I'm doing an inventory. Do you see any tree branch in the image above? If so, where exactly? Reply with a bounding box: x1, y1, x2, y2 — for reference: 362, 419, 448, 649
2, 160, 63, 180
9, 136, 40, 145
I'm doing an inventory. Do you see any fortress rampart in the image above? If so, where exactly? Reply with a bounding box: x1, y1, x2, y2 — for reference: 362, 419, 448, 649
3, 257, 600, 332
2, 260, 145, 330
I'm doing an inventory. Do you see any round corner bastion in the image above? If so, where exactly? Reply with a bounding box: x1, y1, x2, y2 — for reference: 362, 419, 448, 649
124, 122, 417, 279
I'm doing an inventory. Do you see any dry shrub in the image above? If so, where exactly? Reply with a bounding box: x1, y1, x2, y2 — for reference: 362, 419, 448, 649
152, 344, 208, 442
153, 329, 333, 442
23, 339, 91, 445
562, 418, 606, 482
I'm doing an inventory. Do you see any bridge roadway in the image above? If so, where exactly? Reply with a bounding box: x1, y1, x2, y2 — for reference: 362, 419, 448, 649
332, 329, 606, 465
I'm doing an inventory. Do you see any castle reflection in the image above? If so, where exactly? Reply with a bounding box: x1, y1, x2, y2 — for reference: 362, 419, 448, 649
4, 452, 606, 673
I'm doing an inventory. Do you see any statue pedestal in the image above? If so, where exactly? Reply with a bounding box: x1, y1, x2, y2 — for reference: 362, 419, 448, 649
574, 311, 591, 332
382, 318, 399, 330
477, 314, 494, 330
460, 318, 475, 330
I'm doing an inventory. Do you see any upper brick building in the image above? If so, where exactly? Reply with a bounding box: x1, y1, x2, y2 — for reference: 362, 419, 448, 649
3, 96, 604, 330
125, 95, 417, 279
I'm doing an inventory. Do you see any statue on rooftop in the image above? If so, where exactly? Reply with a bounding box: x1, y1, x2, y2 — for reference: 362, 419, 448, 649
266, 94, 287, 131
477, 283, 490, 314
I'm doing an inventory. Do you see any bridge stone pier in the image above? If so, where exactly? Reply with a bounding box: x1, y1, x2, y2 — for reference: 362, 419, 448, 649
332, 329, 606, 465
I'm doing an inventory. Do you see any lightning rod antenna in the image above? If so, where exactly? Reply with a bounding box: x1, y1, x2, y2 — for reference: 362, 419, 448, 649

Given request:
Copy the data above line for line, without altering any wording, number, or punctuation.

Answer for this exercise:
I'm doing an inventory. Do you see any tree branch in the image above? If so, where exactly? Reply with a bounding box: x1, y1, x2, y2 — for reference: 362, 419, 448, 649
2, 160, 63, 180
9, 136, 40, 145
I'm doing an inventory. Do you see any fortress rampart in the image above? If so, where exactly? Reply with a bounding box: x1, y1, x2, y2 — for reference: 362, 419, 448, 649
3, 257, 600, 332
2, 260, 145, 330
I'm doing an inventory. Do you see any round corner bastion in the image above? If so, where exactly? Reply with a bounding box: x1, y1, x2, y2 — for reference: 362, 419, 448, 649
124, 122, 417, 279
I'm doing an inventory. Do you see any dry shrub in the image above? If so, where exactly? Reply with a bounding box: x1, y1, x2, y2 — for reference: 362, 419, 448, 649
152, 344, 208, 442
153, 329, 333, 442
23, 339, 91, 445
562, 418, 606, 482
I'm doing an inventory. Do you see any bridge roadway in the image above? If so, where exactly? Reply with a bounding box: x1, y1, x2, y2 — for reference: 362, 419, 448, 649
332, 329, 606, 465
I'm doing an inventory. Do you see any castle reflection in the image above? If so, where exactly? Reply with a bounding box: x1, y1, x2, y2 — for reference: 362, 419, 448, 649
4, 452, 606, 673
I'm doing an inventory. Do you see any statue pedestal in the image above? If so, where exactly? Reply with a bounding box: x1, y1, x2, y2 — for reference: 362, 419, 448, 649
574, 311, 591, 332
382, 318, 399, 330
477, 314, 494, 330
460, 318, 475, 330
I'm doing an inventory. Do you see any upper brick building in the image above? If so, where exactly? Reply with a bounding box: x1, y1, x2, y2 — for reference: 362, 419, 448, 649
3, 96, 604, 330
125, 95, 417, 279
I'm doing an inventory. Do you see any statue on rooftop in the image above? If so, where exactly? Reply with a bounding box: x1, y1, x2, y2 — for reference: 362, 419, 448, 649
266, 94, 287, 131
477, 283, 490, 314
I'm doing an inventory. Do you see any bridge stone pier in the image above? If so, where exactly? Reply with a bounding box: x1, y1, x2, y2 — for reference: 362, 419, 448, 649
332, 329, 606, 465
I'm doing an inventory. Do you see any lightning rod antenna in the image above? If so, where exactly? Reply with a bounding box: x1, y1, x2, y2 — for reference: 362, 419, 448, 649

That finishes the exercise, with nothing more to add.